▸ **Task statement**: Which lines in the rows below contain the word "colorful"? Return each of those lines in full, matching case exactly.
════════
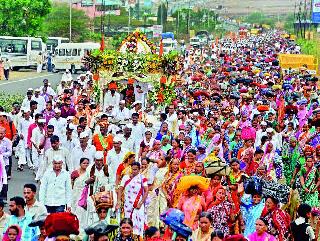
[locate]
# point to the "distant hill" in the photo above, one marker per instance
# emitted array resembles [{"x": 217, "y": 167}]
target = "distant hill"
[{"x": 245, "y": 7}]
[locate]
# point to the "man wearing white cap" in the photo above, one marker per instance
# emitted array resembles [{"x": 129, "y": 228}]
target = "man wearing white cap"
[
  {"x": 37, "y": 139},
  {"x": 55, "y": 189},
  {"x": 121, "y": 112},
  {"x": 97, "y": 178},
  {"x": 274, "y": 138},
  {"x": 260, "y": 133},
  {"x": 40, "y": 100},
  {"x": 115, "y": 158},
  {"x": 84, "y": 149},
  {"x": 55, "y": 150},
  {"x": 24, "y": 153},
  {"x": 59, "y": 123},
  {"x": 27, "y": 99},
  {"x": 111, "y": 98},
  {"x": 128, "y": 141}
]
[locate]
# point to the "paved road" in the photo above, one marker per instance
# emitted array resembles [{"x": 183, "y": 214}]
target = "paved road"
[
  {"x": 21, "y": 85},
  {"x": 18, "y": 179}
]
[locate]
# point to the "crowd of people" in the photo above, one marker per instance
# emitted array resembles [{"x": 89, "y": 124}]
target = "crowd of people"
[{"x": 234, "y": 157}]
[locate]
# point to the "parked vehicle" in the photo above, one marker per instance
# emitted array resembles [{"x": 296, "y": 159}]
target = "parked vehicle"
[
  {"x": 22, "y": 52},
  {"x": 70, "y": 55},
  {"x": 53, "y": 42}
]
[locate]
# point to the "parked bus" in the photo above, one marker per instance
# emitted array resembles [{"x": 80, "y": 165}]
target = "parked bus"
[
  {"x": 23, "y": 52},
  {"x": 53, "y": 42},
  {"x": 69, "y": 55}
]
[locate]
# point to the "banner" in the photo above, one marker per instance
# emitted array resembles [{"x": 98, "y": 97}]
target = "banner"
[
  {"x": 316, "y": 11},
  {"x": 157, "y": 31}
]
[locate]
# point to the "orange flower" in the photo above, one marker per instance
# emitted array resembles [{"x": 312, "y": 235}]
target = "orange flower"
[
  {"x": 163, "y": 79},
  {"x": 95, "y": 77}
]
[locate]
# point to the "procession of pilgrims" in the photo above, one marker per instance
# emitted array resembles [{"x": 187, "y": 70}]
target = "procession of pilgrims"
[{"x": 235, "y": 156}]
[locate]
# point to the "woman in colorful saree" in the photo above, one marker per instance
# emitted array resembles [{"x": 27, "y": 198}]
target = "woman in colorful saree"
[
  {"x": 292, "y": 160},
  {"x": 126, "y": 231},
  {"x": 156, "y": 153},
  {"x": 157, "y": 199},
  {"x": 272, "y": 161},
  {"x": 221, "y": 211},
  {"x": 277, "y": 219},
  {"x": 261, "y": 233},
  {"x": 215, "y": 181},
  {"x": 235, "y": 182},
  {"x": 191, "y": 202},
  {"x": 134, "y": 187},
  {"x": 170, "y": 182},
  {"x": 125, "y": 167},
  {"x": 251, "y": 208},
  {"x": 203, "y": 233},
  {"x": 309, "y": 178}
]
════════
▸ **Reply**:
# point to the "woman in colorful saree" in the photo above, one marker per instance
target = "woman in colorful saree"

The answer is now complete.